** Stated goal A **
Answer these questions about the watch review:
(i) What water resistance rating does the watch carry?
(ii) How wide is the removable silicone band?
(iii) What do Apple and Huawei call multiband support?

** Document segment **
To boost its non-running credentials, this is a watch that carries a 5 ATM rating. So you can take that polymer case, AMOLED screen and the removable 18mm silicone band attached to it into the water. Just make sure you don’t go any deeper than 50 metres with it.
Health and fitness
A great running companion
Everything about the 265s design screams runner, but this is a watch that can track swims (pool and open water), cycling and activities like rowing – plus a triathlon mode, making it suitable for multi-discipline events. This is also a watch that can track your steps, sleep and help you relax with guided breathing exercises. Those features are well executed, but it’s really about how it tracks those sporting pursuits.
The main reason to grab it is for its running credentials and pretty much everything thart was on the Forerunner 255 is present on the 265s. That includes Garmin’s great multiband mode, which seeks to improve outdoor tracking when using the watch close to tall buildings or in densely wooded areas, for example. In general, that multiband – or dual-band support as the likes of Apple and Huawei call it – works really well, and feels like a step up on the performance of the same feature on the 255.

** Annotated coordinate listing **
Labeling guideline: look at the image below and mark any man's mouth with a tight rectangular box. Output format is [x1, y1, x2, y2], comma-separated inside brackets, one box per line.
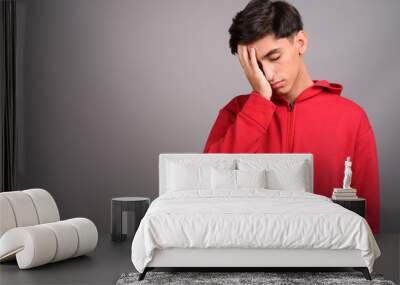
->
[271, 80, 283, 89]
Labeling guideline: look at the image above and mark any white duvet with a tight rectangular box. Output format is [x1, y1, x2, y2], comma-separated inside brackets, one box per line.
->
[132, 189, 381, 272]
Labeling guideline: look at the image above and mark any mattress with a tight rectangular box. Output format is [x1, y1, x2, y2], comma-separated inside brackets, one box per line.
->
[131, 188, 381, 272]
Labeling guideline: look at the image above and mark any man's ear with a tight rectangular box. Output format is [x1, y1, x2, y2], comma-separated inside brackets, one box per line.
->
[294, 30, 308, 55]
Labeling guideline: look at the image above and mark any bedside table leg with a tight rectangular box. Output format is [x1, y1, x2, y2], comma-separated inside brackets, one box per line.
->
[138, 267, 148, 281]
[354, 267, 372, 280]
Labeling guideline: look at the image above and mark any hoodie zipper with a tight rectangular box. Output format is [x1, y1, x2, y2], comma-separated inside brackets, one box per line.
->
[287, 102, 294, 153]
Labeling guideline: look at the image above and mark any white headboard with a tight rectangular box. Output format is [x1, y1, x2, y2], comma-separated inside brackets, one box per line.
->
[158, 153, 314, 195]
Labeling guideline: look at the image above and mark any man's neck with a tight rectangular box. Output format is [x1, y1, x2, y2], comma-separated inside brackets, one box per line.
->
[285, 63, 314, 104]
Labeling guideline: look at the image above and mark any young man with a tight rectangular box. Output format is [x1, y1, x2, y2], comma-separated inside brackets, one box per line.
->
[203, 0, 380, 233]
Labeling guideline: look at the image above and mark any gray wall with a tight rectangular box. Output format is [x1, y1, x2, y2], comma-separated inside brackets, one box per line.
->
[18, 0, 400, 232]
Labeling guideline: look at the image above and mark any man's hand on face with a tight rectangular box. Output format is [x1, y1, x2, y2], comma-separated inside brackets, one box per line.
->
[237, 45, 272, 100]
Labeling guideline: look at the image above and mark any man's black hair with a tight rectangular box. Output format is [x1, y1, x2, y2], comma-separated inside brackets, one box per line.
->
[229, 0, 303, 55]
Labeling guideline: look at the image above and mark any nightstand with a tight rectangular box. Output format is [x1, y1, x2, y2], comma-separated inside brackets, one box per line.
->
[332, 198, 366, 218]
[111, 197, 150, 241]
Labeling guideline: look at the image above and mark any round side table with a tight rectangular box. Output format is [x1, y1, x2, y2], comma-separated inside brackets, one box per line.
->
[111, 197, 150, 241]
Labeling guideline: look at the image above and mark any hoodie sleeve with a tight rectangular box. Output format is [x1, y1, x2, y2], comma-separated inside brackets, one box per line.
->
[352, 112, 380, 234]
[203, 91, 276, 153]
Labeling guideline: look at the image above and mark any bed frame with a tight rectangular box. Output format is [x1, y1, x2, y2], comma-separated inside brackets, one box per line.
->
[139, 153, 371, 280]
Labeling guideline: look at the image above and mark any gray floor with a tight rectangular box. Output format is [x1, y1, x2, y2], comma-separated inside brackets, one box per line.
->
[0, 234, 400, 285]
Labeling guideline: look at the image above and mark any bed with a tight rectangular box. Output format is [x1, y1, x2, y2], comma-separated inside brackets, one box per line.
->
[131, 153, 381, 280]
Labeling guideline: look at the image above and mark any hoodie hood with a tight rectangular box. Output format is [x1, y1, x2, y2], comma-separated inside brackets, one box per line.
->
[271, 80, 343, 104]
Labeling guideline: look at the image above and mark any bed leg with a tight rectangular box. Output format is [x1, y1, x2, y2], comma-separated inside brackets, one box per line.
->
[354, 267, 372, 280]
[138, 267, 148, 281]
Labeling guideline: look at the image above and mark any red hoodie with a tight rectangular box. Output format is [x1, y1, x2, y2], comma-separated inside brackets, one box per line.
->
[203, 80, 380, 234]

** Stated goal B **
Copy out the lines of the listing starting with the line that contains "Labeling guideline: look at the image above and mark any bedside" and going on through the line that contains "[18, 0, 400, 232]".

** Answer A **
(i) 5 ATM
(ii) 18mm
(iii) Dual-band support

** Answer B **
Labeling guideline: look at the image above and mark any bedside table leg with a tight rectangular box. Output format is [x1, y1, x2, y2], comma-separated inside brackets, one box per line.
->
[138, 267, 148, 281]
[354, 267, 372, 280]
Labeling guideline: look at the image above and mark any hoodie zipper with a tight rectangular box. Output format is [x1, y1, x2, y2], comma-separated inside brackets, one box per line.
->
[287, 102, 294, 153]
Labeling guideline: look at the image above and mark any white headboard with a tight rectangular box. Output format is [x1, y1, x2, y2], comma-separated inside brackets, one box per line.
->
[158, 153, 314, 195]
Labeling guideline: look at the image above and mark any man's neck with a tight rectangular box. Output format is [x1, y1, x2, y2], comma-separated inside brackets, one box per line.
->
[285, 63, 314, 104]
Labeling guideline: look at the image above and mark any young man with a tight rectangular box. Output format is [x1, y1, x2, y2], comma-separated inside brackets, one box per line.
->
[203, 0, 380, 233]
Labeling guideline: look at the image above and mark any gray wall with a tight rectangular box. Output format is [x1, y1, x2, y2], comma-separated inside brackets, one box per line.
->
[18, 0, 400, 232]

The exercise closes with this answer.